***** Pagina

Hebreeën 6:1-6
Hebreeën 6:4-6 is één van de moeilijkste teksten uit de Bijbel. We dienen ons terdege af te vragen, wat hier bedoeld wordt. Daarom moeten wij eerst kijken aan wie de brief oorspronkelijk geschreven was.
Een brief aan Messias-belijdende Joden
Net als de brief van Jacobus is ook de brief aan de Hebreeën een "Joodse brief". Dat wil zeggen, dat de lezers niet als heiden-christenen worden aangesproken, maar als Joodse christenen. Daar zit een enorm groot verschil in. Dat zien wij bijvoorbeeld ook als wij het evangelie van Mattheus vergelijken met het evangelie van Johannes. Mattheus richt zich met een Joodse boodschap over de Joodse Messias tot Joodse lezers. Johannes richt zich met een christelijke boodschap over de Heiland der wereld tot christenen en niet-christenen.

**********

### [Doel]
Geef uit de pagina over Hebreeën 6 letterlijk het gedeelte weer dat begint bij "Hebreeën 6:1-6" en doorloopt tot en met "oorspronkelijk geschreven was.". De items hierna zijn afkomstig uit een andere bron.

***** Itemfragmenten

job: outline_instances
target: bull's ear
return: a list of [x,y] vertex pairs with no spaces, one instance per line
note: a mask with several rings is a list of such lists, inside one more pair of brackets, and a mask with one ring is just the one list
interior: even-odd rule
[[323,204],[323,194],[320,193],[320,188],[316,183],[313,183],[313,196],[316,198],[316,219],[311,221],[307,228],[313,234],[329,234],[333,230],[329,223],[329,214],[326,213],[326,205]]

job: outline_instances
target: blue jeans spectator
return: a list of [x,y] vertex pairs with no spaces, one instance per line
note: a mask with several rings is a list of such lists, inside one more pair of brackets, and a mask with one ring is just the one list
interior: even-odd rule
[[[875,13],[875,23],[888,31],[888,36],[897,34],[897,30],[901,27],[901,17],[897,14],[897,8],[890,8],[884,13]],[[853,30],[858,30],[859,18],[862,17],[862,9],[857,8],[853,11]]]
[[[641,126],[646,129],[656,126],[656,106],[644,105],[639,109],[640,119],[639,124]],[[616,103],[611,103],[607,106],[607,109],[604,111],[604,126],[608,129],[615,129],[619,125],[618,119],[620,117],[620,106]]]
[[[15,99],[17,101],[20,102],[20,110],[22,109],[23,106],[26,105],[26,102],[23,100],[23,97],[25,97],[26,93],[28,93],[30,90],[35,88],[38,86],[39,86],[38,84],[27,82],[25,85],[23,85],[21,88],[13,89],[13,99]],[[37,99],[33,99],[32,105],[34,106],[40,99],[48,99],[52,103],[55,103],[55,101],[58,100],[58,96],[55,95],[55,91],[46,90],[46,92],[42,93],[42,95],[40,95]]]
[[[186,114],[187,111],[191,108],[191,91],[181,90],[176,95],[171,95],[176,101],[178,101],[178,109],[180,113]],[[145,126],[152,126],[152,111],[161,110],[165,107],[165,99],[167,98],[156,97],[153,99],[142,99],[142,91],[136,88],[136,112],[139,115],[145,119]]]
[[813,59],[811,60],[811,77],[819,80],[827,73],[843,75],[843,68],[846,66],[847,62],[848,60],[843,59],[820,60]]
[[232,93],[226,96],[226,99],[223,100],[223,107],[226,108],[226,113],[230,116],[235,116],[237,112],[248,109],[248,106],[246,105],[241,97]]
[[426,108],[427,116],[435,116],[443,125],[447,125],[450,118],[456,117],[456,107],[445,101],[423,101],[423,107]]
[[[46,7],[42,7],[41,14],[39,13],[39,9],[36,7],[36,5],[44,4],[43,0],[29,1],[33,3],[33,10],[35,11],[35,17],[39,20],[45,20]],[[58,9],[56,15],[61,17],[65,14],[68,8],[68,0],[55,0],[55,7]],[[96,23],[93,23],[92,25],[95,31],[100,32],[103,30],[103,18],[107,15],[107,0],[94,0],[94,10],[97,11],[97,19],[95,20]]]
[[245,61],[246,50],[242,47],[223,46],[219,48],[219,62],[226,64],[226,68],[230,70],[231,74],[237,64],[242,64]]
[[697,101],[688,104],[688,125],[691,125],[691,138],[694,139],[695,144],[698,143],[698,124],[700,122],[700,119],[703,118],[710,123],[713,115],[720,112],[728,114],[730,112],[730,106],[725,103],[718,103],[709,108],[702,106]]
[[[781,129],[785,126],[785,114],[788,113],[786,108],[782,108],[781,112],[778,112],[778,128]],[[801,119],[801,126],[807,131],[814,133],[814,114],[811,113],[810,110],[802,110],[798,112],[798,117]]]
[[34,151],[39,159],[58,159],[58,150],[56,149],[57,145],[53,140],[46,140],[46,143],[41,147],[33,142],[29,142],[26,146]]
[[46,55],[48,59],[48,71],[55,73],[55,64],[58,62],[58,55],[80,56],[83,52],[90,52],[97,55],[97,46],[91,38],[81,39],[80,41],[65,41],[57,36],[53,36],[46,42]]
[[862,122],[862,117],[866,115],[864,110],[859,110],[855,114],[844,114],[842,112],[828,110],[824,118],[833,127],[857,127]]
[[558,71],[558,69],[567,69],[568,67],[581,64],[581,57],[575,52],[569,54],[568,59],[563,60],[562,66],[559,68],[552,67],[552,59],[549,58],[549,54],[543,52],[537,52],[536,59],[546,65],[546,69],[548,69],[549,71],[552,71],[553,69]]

**********

### [De oplossing]
Hebreeën 6:1-6
Hebreeën 6:4-6 is één van de moeilijkste teksten uit de Bijbel. We dienen ons terdege af te vragen, wat hier bedoeld wordt. Daarom moeten wij eerst kijken aan wie de brief oorspronkelijk geschreven was.